* WHAT YOU SHOULD DO *
In this exercise, every entry below is to be reproduced word for word.

* TASK INPUT *
----

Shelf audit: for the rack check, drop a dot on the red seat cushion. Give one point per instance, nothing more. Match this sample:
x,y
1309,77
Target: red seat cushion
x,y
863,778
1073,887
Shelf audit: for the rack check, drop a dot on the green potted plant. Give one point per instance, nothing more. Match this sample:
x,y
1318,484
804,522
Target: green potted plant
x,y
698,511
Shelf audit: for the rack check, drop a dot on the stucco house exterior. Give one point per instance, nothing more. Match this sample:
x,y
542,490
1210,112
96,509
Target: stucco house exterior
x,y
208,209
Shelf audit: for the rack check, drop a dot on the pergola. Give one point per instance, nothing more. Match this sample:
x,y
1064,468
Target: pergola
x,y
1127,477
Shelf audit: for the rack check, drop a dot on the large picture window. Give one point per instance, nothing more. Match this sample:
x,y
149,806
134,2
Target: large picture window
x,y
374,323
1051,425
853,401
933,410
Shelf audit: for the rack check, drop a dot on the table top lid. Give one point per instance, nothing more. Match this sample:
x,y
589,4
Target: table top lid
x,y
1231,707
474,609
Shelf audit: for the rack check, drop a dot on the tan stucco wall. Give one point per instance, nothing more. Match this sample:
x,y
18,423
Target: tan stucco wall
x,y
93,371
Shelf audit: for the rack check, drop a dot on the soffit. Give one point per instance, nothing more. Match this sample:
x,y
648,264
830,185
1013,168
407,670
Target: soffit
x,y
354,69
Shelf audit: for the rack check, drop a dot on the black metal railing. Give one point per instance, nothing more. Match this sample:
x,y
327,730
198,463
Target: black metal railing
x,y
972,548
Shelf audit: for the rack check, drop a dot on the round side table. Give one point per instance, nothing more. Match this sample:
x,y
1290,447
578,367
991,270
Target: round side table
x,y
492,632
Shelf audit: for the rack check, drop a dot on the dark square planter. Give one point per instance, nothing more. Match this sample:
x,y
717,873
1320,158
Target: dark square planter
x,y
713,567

----

* TASK ANSWER *
Shelf audit: for the rack check, drop a dot on the red seat cushion. Give one point per instance, nothing more. Match this sample:
x,y
1309,77
Target: red seat cushion
x,y
863,778
1073,887
Shelf audit: for the rack check, drop a dot on the green potted plant. Give one point per instance, nothing more. Match this sample:
x,y
1318,484
804,522
Target: green potted plant
x,y
698,511
Shelf audit: for the rack check, drop a dot on the stucco house exterior. Give one point per instance, nothing more. Match this sample:
x,y
542,490
1210,112
96,509
Target: stucco house exterior
x,y
208,209
Shelf audit: for the rack check, drop a dot on the pergola. Give one point per instance, nothing more. Match this sample:
x,y
1064,468
Target: pergola
x,y
1127,477
Shelf audit: for the rack check, drop a dot on the large picture window. Give one point per instance, nothing more. Match this sample:
x,y
149,806
134,2
Target: large picture window
x,y
374,323
1051,425
853,401
933,410
Shelf audit: for the rack check, drop a dot on the table top lid. Give one point per instance, nothing more. Match this sample:
x,y
589,4
Target: table top lid
x,y
1231,707
474,609
Shelf audit: for the rack check, drop a dot on the tan stucco wall. Give one point per instance, nothing more. Match this sample:
x,y
18,423
Target: tan stucco wall
x,y
93,371
Shelf audit: for the rack check, drop a dot on the soffit. Give one point per instance, nothing more. Match this sample:
x,y
648,264
830,185
1013,168
407,670
Target: soffit
x,y
354,69
Shelf audit: for the rack check, drop a dot on the black metal railing. Give one point per instance, nothing more. Match this sample:
x,y
327,730
198,463
Target: black metal railing
x,y
972,548
Shelf audit: for the rack check, drop a dot on the round side table. Give one point per instance, nothing more. Match this sample:
x,y
1290,447
578,367
991,270
Target: round side table
x,y
492,632
Shelf audit: for the rack check, drop a dot on the dark square planter. Give one point per instance, nothing more. Match this sample:
x,y
717,873
1320,158
Target: dark square planter
x,y
713,567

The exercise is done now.